Transcribe precisely those lines of the listing that fall between the line containing "Place one keypoint on each instance of the white background" and the last line, inclusive of both.
◇ ◇ ◇ ◇
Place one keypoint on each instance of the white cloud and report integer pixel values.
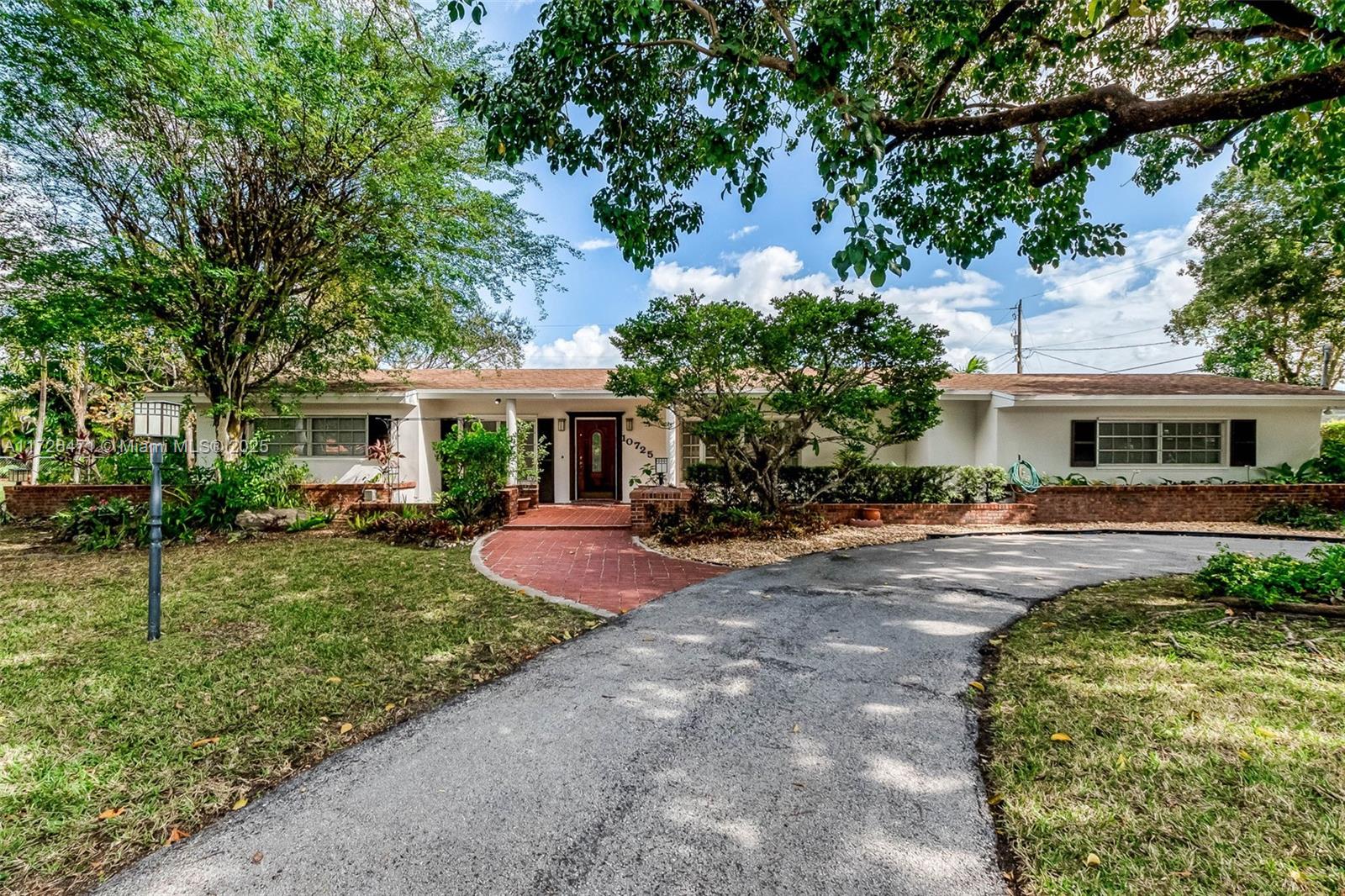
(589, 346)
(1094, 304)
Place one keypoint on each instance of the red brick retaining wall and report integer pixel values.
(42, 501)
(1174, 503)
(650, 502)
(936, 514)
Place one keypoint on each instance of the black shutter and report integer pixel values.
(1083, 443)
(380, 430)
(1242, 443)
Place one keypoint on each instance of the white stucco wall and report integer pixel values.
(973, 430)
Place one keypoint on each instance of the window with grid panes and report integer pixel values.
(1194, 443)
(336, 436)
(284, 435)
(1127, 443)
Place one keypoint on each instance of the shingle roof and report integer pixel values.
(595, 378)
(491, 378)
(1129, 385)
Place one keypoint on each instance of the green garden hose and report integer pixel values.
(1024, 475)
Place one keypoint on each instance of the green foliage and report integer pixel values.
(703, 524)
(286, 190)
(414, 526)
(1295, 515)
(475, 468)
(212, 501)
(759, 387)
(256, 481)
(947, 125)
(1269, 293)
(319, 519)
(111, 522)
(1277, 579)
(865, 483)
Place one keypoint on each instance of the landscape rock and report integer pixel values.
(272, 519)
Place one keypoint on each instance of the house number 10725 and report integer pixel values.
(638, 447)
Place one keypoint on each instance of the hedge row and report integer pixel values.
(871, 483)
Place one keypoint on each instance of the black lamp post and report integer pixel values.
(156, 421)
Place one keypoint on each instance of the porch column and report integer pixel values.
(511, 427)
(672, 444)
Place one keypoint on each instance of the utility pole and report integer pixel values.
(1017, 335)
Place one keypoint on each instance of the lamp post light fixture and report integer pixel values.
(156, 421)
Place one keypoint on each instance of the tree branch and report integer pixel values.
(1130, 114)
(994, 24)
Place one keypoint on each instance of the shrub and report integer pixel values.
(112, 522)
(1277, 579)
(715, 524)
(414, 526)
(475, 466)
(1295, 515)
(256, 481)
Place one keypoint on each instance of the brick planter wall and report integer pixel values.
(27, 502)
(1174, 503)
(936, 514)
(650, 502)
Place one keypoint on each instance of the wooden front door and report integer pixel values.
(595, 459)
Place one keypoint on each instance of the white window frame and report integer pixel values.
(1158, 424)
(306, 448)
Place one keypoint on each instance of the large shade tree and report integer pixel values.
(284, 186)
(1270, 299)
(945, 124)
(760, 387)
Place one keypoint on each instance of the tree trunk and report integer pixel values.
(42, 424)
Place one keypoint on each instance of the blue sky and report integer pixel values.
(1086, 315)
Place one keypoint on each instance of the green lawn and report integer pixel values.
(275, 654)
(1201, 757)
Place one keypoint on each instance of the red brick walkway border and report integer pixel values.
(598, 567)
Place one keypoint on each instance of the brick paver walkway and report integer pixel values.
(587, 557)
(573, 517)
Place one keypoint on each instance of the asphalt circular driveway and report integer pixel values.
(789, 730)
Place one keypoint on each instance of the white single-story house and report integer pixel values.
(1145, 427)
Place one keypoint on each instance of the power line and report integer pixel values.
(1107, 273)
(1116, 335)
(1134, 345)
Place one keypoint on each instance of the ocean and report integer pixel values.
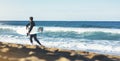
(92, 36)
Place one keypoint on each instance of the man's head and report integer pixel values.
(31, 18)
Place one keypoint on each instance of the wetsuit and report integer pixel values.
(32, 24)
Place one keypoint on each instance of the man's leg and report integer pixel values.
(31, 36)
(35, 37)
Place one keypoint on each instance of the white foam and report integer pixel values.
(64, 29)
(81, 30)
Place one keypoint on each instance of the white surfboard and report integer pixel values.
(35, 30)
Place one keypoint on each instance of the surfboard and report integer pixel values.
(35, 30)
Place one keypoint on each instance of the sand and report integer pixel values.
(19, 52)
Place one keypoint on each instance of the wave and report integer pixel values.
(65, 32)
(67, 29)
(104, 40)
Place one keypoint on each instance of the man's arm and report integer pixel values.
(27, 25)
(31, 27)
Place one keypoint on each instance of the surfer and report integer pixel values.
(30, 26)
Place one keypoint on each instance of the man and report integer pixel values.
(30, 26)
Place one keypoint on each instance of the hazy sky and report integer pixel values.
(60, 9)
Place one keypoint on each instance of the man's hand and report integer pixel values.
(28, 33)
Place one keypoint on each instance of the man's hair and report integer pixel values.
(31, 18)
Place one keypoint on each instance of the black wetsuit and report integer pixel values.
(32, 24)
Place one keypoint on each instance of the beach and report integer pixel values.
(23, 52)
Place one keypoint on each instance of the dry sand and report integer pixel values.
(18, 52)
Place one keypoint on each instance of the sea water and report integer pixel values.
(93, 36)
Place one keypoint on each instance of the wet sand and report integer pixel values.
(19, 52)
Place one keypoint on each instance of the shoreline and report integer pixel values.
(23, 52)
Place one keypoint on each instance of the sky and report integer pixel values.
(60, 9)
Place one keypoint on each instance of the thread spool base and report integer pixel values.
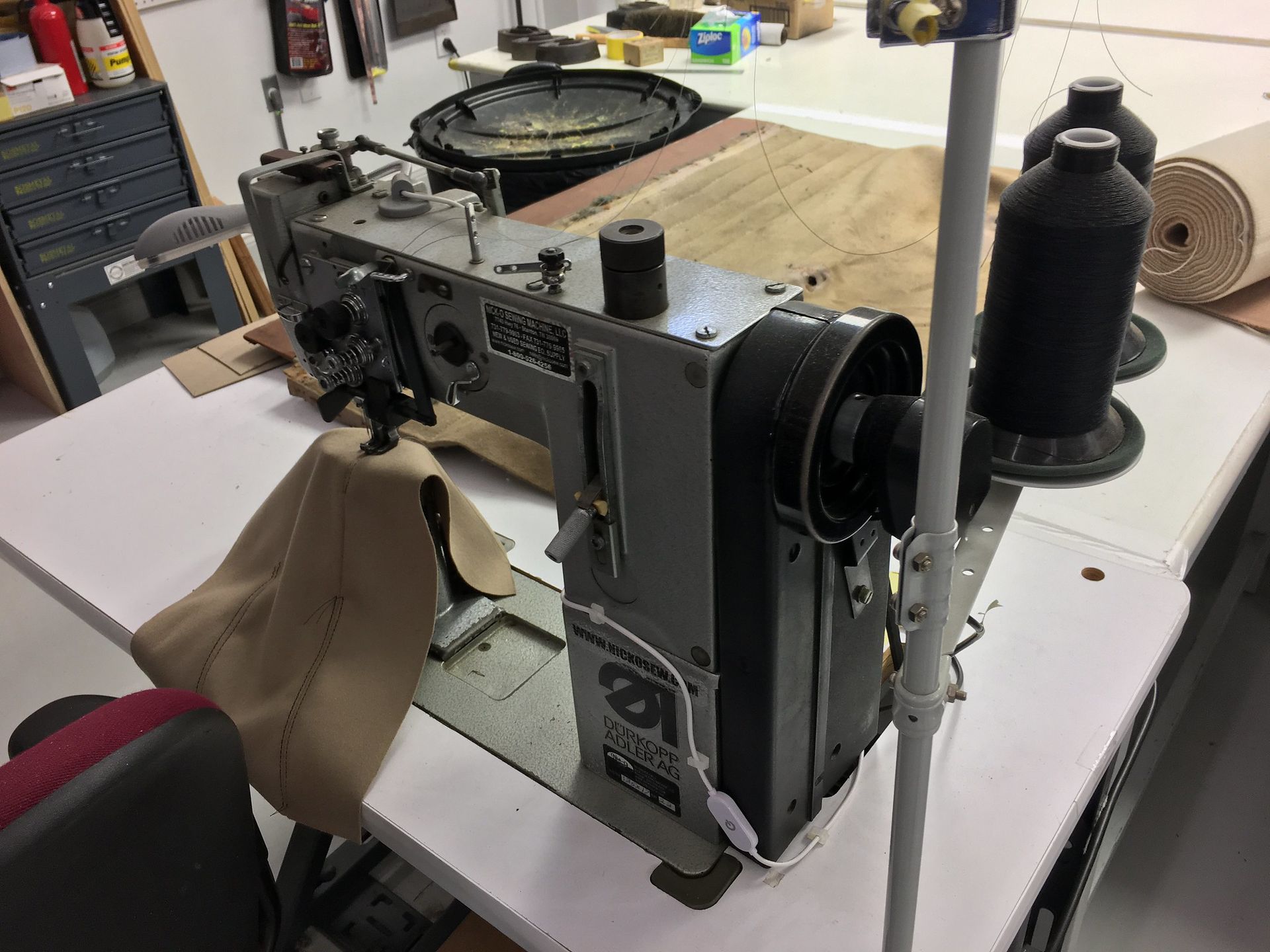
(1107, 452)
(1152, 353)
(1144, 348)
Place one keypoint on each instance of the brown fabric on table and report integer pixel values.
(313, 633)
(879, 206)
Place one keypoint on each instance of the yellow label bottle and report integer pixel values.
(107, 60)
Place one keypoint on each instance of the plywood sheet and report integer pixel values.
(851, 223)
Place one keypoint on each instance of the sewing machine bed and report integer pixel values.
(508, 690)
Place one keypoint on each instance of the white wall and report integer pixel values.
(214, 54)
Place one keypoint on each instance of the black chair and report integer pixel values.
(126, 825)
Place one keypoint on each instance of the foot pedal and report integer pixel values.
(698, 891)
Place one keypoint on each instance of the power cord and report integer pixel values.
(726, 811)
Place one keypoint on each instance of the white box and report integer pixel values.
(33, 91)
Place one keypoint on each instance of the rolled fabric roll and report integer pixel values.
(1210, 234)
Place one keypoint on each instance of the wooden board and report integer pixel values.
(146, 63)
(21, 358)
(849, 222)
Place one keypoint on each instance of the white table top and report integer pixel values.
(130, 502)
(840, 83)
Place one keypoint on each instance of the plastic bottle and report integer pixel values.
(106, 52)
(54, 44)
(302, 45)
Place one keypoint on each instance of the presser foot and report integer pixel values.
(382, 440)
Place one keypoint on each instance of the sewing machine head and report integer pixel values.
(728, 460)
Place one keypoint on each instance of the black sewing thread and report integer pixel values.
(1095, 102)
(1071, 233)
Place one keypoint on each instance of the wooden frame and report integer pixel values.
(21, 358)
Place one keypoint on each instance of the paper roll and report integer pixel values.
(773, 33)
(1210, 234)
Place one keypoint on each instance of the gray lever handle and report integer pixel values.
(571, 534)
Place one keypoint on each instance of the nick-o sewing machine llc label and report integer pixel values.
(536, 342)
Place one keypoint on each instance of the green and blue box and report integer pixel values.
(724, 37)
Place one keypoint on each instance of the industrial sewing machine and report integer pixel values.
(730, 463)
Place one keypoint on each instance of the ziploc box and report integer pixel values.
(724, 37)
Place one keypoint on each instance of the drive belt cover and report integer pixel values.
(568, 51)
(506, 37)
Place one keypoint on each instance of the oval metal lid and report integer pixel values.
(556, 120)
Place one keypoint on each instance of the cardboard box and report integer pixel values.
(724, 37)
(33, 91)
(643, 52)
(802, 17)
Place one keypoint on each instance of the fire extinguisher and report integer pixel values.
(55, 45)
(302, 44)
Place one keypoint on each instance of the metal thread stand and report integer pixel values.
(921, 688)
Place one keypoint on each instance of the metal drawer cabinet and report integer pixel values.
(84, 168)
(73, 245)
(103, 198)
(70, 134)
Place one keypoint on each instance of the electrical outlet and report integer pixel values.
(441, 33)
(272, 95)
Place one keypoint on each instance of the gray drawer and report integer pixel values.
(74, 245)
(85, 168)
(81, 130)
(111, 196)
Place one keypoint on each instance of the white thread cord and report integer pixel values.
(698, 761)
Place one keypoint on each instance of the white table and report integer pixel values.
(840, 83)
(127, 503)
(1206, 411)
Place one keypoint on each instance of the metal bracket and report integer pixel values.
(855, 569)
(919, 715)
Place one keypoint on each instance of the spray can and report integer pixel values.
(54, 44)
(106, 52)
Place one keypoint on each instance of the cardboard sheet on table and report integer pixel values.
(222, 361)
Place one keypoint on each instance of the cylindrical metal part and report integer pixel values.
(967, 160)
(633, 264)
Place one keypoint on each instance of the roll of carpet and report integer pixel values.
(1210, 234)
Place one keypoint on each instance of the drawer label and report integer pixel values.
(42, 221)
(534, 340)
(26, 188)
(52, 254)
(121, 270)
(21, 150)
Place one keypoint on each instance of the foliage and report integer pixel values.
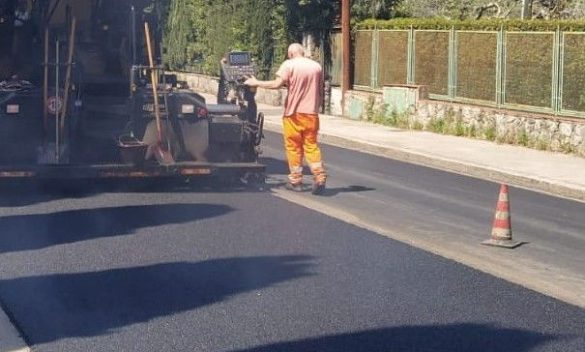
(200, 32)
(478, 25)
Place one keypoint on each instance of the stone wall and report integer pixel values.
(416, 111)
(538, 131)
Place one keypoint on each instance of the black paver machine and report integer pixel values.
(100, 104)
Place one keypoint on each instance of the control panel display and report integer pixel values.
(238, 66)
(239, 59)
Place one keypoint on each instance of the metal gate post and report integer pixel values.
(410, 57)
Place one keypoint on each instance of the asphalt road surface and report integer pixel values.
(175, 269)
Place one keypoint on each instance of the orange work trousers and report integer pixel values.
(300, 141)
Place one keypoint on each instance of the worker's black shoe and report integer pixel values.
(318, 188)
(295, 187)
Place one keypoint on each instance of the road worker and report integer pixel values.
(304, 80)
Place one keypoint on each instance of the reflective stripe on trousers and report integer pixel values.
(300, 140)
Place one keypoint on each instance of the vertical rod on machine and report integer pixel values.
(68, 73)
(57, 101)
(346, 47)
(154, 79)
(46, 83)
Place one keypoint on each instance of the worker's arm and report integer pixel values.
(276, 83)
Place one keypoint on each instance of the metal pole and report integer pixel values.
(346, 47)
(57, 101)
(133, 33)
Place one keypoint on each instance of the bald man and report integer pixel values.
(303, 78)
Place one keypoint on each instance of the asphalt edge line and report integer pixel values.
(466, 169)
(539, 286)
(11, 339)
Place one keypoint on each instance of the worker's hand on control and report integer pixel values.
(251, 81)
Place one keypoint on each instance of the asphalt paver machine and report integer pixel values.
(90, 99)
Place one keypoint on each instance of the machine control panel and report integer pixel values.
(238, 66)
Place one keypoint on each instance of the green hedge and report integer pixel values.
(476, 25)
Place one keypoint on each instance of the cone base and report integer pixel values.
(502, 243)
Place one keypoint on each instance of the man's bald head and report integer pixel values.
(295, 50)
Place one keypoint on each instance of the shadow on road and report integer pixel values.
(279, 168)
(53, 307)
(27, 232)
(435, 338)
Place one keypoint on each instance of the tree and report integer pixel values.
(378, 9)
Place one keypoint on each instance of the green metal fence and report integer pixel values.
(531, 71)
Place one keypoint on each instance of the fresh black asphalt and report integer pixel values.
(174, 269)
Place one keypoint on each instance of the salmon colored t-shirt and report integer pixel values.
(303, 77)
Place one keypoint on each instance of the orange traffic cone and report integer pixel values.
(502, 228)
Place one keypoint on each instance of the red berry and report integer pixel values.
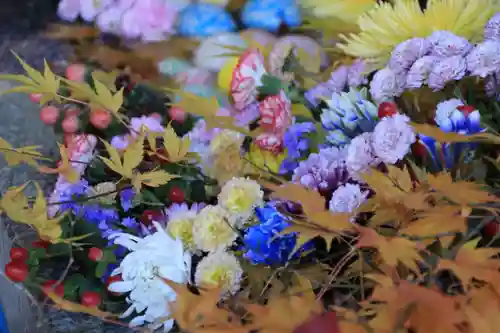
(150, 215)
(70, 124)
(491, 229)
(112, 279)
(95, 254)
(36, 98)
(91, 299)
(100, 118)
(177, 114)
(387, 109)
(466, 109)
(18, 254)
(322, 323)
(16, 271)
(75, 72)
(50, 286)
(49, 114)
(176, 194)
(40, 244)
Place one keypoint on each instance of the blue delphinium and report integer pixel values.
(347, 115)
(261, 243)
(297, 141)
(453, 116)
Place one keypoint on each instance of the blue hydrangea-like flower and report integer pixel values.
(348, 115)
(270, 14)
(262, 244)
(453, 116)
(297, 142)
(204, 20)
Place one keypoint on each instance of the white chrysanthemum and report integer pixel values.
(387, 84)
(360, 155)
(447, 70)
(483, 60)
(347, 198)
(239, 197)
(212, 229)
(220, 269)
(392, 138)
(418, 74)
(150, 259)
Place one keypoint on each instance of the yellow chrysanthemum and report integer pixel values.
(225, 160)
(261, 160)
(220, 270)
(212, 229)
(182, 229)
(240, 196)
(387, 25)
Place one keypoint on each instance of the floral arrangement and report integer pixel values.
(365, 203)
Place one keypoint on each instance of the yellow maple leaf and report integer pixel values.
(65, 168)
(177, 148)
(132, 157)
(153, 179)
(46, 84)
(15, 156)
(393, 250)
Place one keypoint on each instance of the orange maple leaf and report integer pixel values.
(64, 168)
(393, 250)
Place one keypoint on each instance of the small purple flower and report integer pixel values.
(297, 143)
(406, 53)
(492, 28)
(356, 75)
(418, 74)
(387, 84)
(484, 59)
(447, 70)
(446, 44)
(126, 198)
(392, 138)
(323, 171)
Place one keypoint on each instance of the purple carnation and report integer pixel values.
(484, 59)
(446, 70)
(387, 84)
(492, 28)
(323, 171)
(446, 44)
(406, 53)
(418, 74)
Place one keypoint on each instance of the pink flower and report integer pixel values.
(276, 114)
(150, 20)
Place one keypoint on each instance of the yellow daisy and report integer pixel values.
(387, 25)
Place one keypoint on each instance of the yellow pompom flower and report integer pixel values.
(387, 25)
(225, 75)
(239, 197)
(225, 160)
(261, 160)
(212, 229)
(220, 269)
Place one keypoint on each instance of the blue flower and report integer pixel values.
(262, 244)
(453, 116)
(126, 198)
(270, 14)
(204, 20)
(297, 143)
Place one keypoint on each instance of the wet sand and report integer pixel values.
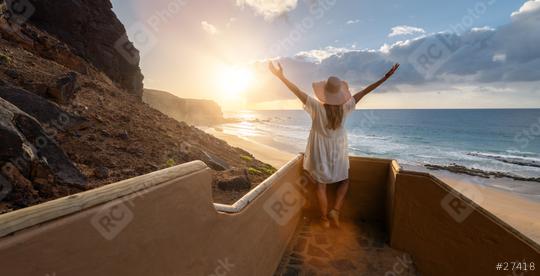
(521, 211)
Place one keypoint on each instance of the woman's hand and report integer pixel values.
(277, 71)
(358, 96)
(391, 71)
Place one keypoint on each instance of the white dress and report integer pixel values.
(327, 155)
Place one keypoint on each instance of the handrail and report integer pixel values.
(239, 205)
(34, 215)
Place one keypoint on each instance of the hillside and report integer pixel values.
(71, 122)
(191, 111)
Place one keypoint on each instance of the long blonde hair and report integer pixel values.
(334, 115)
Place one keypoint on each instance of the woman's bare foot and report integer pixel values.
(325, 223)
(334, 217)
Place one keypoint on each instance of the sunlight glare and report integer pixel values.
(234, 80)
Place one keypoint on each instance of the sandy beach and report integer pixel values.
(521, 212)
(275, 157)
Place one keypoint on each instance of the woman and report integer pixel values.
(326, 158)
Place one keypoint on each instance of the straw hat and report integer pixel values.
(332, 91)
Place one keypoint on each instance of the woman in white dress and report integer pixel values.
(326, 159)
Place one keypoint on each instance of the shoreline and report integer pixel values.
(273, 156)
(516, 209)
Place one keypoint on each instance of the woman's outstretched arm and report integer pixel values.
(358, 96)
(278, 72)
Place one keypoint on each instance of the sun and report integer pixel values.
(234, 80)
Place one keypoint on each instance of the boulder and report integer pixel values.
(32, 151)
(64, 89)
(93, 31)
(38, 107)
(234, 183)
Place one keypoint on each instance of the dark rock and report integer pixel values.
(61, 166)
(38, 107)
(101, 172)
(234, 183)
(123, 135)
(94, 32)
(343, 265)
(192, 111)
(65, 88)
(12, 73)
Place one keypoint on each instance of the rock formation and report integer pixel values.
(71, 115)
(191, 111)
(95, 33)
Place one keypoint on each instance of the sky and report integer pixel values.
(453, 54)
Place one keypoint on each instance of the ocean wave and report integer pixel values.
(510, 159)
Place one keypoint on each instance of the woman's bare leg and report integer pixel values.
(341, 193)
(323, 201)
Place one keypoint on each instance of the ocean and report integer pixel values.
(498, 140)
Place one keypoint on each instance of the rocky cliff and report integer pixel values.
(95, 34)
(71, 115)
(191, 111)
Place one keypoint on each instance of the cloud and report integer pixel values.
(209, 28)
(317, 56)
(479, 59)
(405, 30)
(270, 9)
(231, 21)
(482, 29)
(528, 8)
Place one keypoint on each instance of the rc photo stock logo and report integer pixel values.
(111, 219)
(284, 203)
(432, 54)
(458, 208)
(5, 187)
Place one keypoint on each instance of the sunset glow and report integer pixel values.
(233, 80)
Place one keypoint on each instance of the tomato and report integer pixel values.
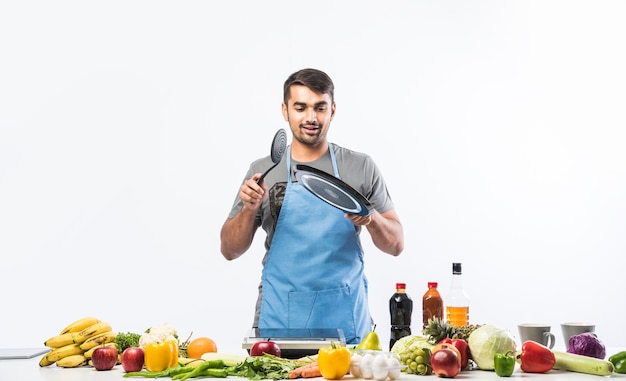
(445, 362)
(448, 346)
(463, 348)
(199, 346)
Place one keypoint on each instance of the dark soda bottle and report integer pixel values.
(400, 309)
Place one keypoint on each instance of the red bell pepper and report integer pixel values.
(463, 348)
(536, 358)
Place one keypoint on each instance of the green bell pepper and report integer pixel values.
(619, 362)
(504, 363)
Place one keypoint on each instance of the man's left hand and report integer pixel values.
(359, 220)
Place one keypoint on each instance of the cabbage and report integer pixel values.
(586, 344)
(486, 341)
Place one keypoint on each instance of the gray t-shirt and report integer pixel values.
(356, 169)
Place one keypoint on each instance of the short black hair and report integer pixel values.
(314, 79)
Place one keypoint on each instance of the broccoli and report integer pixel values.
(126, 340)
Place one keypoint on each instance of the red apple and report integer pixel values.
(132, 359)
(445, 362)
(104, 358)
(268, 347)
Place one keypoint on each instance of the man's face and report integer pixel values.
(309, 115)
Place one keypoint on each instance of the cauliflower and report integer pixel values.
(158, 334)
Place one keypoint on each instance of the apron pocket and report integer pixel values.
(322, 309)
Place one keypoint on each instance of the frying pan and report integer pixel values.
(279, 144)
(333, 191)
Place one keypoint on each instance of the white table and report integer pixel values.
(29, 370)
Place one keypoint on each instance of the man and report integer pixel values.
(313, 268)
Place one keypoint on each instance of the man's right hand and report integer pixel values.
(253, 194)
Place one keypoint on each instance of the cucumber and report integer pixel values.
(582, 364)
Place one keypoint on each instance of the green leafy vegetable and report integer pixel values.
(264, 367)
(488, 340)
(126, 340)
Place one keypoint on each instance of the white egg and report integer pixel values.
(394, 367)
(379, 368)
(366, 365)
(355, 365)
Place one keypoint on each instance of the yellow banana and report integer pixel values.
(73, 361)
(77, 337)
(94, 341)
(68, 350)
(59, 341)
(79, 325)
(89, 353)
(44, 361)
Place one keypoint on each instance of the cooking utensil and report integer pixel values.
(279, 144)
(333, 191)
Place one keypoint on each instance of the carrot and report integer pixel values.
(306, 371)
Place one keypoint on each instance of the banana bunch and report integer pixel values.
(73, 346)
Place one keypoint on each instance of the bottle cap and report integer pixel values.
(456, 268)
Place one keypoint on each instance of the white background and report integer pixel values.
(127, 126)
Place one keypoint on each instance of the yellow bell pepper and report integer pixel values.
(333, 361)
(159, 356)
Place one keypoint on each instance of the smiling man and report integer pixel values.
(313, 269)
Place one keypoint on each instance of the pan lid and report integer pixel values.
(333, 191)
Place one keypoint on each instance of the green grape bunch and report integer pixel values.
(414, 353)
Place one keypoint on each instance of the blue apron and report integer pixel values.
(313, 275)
◇ ◇ ◇ ◇
→ Output:
Place one keypoint on each instance of the white background and report integer pixel values.
(127, 126)
Place one keypoint on each instance of the yellow bell pepper and report integer pixel values.
(333, 361)
(159, 356)
Place one keypoint on each instance of the smiling man and report integer pixel values.
(313, 269)
Place one keypoint on each instance of the pan lid and report integer pixel values.
(333, 191)
Place one keypoint on each instance of the green grape bunch and report integer pixel values.
(414, 353)
Place one keypoint on each instance of the blue apron and report integer pixel values.
(313, 275)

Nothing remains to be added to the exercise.